§ **TEXT PROVIDED**
+ + + + +
Talking About Medicare: Your Guide to Understanding the Program, 2012
Medicare at a Glance
Medicare is the federal health insurance program for Americans age 65 and older and for younger adults with permanent disabilities, End-Stage Renal Disease (ESRD), or Amyotrophic Lateral Sclerosis (ALS). Knowing the basics about Medicare can help you make good decisions about your health coverage and care.
- Are you Eligible for Medicare?
- What Medicare Covers
- What Medicare Does Not Cover
- Original Medicare or Medicare Advantage?
- Insurance to Supplement Original Medicare
- How and When to Enroll in Medicare
Are you Eligible for Medicare?
If you are age 65 or older, you qualify for Medicare if:
- You collect or qualify to collect Social Security or Railroad Retirement benefits OR
- You are a current U.S. resident and either a U.S. citizen or a permanent U.S. resident having lived in the United States for 5 continuous years.
If you are under age 65, you qualify for Medicare if:
- You have been getting Social Security Disability Insurance (SSDI) or Railroad Disability Annuity checks for at least 24 months,
- You have Amyotrophic Lateral Sclerosis (ALS) and receive Social Security Disability Insurance (SSDI) or Railroad Disability Annuity checks, or
- You have end-stage renal disease (ESRD) and you, your spouse, or your parent have paid Medicare taxes for a sufficient period of time. ESRD means your kidneys do not work properly and you need dialysis or a kidney transplant to live.
What Medicare Covers
The Medicare program is comprised of four parts – Part A, Part B, Part C (also known as Medicare Advantage), and Part D. Together, these four parts provide coverage for basic medical services and prescription drugs.
Part A (Hospital Insurance): Part A covers inpatient hospital care, some skilled nursing facility stays, home health care, and hospice care. If you or your spouse have worked for at least 40 quarters (10 years) and paid Medicare payroll taxes, you qualify for Part A coverage, and you don’t have to pay a monthly premium for it. This is referred to as “premium-free Part A.”
If you are not entitled to premium-free Medicare Part A because you do not have enough working quarters, you may still qualify for Part A but you will have to pay a monthly premium. In 2012, the Part A premium is $248 per month if you have worked between 30 and 39 quarters, and $451 per month if you worked fewer than 30 quarters.
For all people with Medicare, there is a charge for most health care services in the form of deductibles and coinsurance or copayments.
+ + + + +
Data records

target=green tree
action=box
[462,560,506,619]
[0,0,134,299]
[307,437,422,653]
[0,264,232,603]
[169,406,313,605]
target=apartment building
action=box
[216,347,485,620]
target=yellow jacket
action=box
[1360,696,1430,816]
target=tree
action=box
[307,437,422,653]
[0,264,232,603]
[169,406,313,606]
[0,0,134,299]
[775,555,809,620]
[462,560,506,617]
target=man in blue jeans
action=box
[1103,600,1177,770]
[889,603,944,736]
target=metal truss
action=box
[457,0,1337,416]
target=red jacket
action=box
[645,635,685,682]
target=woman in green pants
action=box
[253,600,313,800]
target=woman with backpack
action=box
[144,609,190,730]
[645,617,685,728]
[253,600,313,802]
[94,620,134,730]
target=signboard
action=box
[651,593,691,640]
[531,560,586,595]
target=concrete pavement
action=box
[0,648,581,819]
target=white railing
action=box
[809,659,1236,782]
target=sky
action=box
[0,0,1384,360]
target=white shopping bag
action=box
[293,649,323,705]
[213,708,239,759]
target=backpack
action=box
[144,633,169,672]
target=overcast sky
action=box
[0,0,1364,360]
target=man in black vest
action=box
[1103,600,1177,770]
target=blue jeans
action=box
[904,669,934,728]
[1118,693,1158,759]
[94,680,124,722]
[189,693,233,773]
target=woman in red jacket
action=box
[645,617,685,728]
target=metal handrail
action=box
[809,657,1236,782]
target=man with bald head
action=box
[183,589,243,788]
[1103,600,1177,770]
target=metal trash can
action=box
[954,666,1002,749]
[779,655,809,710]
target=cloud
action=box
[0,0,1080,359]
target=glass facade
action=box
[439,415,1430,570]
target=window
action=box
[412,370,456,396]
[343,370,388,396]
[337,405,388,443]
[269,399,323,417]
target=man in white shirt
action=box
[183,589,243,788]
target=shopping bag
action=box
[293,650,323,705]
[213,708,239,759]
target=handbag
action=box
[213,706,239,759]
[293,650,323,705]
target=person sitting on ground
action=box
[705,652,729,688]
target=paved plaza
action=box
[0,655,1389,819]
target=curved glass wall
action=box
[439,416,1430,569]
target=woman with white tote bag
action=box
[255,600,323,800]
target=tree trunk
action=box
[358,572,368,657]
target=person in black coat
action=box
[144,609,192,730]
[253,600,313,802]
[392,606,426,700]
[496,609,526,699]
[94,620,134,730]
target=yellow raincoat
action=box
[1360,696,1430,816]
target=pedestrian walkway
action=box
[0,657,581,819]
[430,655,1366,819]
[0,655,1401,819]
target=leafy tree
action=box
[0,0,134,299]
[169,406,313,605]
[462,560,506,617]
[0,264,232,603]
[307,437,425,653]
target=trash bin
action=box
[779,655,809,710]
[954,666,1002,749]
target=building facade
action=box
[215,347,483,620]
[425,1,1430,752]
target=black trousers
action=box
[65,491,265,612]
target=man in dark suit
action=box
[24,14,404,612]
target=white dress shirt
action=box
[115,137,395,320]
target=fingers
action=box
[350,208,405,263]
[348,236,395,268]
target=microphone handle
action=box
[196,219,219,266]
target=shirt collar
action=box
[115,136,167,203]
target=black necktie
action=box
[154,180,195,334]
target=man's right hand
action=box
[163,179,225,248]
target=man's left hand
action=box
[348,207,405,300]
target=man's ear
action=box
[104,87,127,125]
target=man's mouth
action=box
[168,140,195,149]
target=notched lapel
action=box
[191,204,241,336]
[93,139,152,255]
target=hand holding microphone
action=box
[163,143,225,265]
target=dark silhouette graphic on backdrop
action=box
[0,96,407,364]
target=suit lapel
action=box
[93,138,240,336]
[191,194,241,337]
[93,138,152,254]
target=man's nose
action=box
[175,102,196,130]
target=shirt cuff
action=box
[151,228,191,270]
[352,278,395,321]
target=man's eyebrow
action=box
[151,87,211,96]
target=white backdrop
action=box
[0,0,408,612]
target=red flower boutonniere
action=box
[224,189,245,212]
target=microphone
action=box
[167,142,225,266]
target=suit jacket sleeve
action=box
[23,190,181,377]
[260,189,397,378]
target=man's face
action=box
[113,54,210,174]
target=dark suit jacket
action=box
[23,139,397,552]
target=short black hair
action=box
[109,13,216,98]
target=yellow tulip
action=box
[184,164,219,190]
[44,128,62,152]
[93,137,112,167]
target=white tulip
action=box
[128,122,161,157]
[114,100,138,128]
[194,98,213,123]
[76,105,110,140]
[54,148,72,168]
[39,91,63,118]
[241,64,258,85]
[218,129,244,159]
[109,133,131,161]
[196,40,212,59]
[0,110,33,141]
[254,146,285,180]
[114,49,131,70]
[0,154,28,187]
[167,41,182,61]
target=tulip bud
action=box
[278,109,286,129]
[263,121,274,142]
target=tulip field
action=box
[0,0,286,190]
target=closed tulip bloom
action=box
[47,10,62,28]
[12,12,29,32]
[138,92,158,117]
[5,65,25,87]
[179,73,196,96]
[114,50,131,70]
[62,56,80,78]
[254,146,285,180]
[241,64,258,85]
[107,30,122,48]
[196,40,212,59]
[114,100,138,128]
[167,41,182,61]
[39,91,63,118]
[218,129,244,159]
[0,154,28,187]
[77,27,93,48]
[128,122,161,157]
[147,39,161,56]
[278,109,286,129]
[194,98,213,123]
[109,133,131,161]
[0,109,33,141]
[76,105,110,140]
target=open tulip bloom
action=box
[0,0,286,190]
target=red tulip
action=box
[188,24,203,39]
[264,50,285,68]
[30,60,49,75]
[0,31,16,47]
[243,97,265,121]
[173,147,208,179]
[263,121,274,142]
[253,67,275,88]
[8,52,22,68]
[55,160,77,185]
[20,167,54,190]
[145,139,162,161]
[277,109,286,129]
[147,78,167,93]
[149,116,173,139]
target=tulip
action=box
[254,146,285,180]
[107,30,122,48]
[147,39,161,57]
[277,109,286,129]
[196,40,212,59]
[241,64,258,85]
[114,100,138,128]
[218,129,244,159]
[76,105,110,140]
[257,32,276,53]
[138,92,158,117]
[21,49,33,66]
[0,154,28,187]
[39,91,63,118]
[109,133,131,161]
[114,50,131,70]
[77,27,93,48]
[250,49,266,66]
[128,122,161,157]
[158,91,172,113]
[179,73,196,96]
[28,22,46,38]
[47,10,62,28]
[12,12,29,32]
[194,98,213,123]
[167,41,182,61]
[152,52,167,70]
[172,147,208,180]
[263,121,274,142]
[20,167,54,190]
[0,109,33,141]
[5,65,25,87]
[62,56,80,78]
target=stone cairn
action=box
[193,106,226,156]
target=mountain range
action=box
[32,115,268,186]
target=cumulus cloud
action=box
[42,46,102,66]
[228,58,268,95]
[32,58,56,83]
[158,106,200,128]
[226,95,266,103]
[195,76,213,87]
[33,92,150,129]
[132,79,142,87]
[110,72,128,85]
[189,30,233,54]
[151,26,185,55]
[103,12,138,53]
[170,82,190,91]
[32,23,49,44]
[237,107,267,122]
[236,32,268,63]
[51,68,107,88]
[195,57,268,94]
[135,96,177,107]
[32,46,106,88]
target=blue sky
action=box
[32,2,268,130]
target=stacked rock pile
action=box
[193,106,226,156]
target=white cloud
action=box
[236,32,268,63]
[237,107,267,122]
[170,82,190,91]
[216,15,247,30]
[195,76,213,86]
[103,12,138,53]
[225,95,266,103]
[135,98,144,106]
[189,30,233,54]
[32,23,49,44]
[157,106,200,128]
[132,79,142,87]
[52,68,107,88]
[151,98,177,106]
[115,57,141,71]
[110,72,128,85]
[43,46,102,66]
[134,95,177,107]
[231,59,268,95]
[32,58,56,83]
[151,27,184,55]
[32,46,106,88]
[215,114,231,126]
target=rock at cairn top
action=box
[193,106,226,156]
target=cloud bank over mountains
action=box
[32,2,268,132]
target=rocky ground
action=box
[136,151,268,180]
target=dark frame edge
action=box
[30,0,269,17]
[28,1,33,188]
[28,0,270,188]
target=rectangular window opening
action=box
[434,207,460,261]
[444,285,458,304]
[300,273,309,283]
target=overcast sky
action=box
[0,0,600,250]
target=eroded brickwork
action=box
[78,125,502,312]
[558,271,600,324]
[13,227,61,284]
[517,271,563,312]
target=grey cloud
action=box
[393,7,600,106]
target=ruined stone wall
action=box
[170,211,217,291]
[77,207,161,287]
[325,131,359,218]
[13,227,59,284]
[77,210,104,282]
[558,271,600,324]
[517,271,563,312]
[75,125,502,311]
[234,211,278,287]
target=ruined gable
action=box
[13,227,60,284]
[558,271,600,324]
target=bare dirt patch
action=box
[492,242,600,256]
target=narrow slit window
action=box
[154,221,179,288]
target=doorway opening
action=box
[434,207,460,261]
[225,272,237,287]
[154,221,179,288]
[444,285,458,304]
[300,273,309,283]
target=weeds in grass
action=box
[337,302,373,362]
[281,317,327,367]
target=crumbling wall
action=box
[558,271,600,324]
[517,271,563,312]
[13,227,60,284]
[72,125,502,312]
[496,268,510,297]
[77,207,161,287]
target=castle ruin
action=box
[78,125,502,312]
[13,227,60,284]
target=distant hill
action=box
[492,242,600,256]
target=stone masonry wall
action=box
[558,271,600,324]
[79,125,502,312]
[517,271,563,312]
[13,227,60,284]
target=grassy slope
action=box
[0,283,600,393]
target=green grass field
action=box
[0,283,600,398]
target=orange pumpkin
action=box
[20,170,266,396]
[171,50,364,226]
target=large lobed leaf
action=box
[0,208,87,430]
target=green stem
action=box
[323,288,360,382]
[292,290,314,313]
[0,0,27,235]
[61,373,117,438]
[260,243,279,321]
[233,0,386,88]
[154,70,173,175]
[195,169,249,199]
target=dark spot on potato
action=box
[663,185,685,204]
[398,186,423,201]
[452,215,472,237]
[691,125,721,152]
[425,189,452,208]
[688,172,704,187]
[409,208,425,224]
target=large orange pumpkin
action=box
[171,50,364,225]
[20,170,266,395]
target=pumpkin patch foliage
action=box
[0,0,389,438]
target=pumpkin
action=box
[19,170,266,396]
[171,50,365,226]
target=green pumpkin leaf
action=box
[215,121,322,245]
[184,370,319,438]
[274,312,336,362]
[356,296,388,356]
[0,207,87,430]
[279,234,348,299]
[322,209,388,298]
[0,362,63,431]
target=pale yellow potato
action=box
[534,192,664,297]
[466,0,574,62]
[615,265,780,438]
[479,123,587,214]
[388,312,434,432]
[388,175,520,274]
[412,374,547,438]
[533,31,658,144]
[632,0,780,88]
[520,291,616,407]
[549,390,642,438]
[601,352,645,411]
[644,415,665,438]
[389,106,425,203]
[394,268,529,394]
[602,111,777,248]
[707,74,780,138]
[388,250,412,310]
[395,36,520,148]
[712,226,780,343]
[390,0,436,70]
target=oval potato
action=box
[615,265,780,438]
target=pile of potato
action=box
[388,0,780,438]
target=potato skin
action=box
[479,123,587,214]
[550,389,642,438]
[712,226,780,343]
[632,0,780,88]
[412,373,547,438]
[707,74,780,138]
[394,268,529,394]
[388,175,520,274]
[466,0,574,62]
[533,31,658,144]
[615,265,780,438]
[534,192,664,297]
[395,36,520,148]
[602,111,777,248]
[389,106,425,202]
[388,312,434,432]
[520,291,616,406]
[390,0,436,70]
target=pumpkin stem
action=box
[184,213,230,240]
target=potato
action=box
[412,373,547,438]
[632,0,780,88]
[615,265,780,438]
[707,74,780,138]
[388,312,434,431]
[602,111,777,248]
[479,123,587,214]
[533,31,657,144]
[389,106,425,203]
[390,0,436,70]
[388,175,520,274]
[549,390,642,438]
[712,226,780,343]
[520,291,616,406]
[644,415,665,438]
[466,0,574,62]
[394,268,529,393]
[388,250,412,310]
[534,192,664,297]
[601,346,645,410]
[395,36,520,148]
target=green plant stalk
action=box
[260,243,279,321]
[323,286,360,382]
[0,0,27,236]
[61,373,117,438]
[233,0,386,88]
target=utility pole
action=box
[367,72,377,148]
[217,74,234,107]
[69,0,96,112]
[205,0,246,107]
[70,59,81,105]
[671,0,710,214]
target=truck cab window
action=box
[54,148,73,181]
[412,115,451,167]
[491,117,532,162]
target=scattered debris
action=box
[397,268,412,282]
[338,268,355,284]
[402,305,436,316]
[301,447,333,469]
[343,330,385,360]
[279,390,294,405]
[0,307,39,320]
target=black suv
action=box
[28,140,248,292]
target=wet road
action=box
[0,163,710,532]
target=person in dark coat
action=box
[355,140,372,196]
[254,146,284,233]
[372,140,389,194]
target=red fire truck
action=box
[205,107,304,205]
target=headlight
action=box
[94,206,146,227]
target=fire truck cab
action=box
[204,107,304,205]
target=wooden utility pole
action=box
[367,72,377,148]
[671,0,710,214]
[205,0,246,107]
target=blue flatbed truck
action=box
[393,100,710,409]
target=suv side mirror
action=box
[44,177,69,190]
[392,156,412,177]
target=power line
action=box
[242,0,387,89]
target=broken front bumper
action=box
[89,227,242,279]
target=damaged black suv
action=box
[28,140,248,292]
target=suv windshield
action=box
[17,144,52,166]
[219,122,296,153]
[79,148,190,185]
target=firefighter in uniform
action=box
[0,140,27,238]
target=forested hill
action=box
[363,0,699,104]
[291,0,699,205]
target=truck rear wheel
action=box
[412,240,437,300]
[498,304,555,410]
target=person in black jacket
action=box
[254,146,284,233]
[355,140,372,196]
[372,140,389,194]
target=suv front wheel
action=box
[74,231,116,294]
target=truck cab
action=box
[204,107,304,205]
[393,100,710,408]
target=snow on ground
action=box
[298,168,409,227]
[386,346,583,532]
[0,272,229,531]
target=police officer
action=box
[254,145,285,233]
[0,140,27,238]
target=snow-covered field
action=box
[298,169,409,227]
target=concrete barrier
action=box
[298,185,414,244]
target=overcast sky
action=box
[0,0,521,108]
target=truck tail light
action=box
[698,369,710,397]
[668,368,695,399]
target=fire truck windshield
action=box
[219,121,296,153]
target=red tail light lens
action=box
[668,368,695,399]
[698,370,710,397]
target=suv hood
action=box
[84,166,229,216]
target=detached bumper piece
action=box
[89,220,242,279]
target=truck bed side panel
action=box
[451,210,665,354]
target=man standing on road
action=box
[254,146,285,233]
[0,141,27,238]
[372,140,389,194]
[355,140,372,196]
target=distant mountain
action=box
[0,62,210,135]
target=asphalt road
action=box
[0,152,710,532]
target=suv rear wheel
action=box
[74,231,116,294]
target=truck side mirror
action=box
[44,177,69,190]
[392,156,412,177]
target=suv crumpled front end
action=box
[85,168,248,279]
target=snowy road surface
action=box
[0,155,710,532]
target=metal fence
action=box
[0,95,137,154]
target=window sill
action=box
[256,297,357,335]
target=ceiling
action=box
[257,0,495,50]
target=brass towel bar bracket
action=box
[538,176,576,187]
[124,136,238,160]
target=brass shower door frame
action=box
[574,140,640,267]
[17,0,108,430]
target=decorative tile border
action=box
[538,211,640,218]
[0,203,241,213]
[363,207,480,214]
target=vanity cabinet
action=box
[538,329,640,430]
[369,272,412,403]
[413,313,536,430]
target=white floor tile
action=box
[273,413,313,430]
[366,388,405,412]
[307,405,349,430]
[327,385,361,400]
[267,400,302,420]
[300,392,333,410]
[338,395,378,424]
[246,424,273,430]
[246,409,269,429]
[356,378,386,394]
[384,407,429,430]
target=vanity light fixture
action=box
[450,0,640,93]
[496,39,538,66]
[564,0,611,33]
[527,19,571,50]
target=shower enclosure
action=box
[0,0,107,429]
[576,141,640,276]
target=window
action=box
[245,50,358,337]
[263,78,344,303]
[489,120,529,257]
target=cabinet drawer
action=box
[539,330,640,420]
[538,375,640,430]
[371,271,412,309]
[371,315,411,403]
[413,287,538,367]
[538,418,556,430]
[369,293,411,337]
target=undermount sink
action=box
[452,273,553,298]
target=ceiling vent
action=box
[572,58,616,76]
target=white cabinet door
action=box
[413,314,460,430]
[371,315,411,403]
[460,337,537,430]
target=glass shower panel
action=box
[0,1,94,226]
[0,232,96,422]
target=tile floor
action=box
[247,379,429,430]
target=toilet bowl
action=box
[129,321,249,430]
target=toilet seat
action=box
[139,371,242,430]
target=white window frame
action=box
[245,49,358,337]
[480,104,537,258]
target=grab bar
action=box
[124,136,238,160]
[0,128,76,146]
+ + + + +
§ **USING THE INFORMATION**
(1) Summarize the Medicare guide in two sentences.
(2) Reproduce the portion of the Medicare guide starting at "- Are you Eligible" and ending at "5 continuous years.".

§ **SOLUTIONS BY TASK**
(1) Medicare is the federal health insurance program for Americans age 65 and older and for younger adults with permanent disabilities, End-Stage Renal Disease, or Amyotrophic Lateral Sclerosis, and it consists of Parts A, B, C (Medicare Advantage), and D, which together cover basic medical services and prescription drugs. Part A covers inpatient hospital care, some skilled nursing facility stays, home health care, and hospice care; it is premium-free for those who have worked at least 40 quarters and paid Medicare payroll taxes, while others pay a monthly premium of $248 or $451 in 2012.

(2)
- Are you Eligible for Medicare?
- What Medicare Covers
- What Medicare Does Not Cover
- Original Medicare or Medicare Advantage?
- Insurance to Supplement Original Medicare
- How and When to Enroll in Medicare
Are you Eligible for Medicare?
If you are age 65 or older, you qualify for Medicare if:
- You collect or qualify to collect Social Security or Railroad Retirement benefits OR
- You are a current U.S. resident and either a U.S. citizen or a permanent U.S. resident having lived in the United States for 5 continuous years.